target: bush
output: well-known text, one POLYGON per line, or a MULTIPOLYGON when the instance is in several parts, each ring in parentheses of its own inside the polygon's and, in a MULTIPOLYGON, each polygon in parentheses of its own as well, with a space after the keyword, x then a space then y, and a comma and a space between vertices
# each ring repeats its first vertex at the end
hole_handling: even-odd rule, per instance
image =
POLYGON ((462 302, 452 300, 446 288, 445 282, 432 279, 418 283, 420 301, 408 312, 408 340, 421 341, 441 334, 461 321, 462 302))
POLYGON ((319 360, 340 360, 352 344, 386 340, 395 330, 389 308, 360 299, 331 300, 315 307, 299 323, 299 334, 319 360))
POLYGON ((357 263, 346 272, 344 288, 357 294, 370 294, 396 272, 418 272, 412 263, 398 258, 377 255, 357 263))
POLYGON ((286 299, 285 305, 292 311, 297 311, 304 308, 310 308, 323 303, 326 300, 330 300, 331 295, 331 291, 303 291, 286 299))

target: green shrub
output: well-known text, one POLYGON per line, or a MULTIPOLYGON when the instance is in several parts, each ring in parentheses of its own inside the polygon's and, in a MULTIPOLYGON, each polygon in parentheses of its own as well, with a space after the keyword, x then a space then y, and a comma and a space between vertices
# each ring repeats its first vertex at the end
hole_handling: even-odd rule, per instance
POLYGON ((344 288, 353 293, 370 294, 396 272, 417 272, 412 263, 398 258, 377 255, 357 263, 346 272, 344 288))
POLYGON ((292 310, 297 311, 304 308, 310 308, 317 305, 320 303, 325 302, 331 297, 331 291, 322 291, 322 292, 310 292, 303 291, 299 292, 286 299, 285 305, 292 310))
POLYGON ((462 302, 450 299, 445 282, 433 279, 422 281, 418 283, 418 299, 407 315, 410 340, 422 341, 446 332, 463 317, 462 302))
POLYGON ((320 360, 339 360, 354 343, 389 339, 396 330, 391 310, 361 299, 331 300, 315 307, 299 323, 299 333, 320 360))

What to do: Give back all of the lines above unchanged, character for character.

Output for this exercise:
target: bush
output: well-known text, one POLYGON per line, or a MULTIPOLYGON when the instance is in several parts, each ring in parentheses of its own inside the polygon's and, in a MULTIPOLYGON, each polygon in parentheses of its own as well, with a space after the keyword, x then a space then y, and a comma and a space between vertices
# each ring repeats its first vertex at the end
hole_handling: even-odd rule, per instance
image =
POLYGON ((462 302, 452 300, 446 288, 445 282, 432 279, 418 283, 420 301, 408 312, 408 340, 421 341, 441 334, 461 321, 462 302))
POLYGON ((319 360, 340 360, 352 344, 386 340, 395 330, 389 308, 360 299, 331 300, 315 307, 299 323, 299 334, 319 360))
POLYGON ((357 263, 346 272, 344 288, 357 294, 370 294, 396 272, 418 272, 412 263, 398 258, 377 255, 357 263))
POLYGON ((286 299, 285 305, 292 311, 297 311, 304 308, 310 308, 323 303, 326 300, 330 300, 331 295, 331 291, 303 291, 286 299))

target: green shrub
output: well-known text, one POLYGON per line, or a MULTIPOLYGON when the instance is in several parts, each ring in parentheses of its own inside the polygon's and, in a MULTIPOLYGON, each polygon in parentheses of its own as well, with a space after the keyword, x then a space then y, and a comma and a space between vertices
# each ring repeats its first vertex at the end
hole_handling: even-odd rule, per instance
POLYGON ((344 288, 353 293, 370 294, 396 272, 417 272, 412 263, 398 258, 377 255, 357 263, 346 272, 344 288))
POLYGON ((292 310, 297 311, 304 308, 310 308, 317 305, 320 303, 325 302, 331 297, 331 291, 322 291, 322 292, 310 292, 303 291, 299 292, 286 299, 285 305, 292 310))
POLYGON ((462 302, 450 299, 445 282, 433 279, 422 281, 418 283, 418 299, 407 315, 410 340, 422 341, 446 332, 463 317, 462 302))
POLYGON ((320 360, 339 360, 354 343, 389 339, 396 330, 391 310, 361 299, 331 300, 315 307, 299 323, 299 333, 320 360))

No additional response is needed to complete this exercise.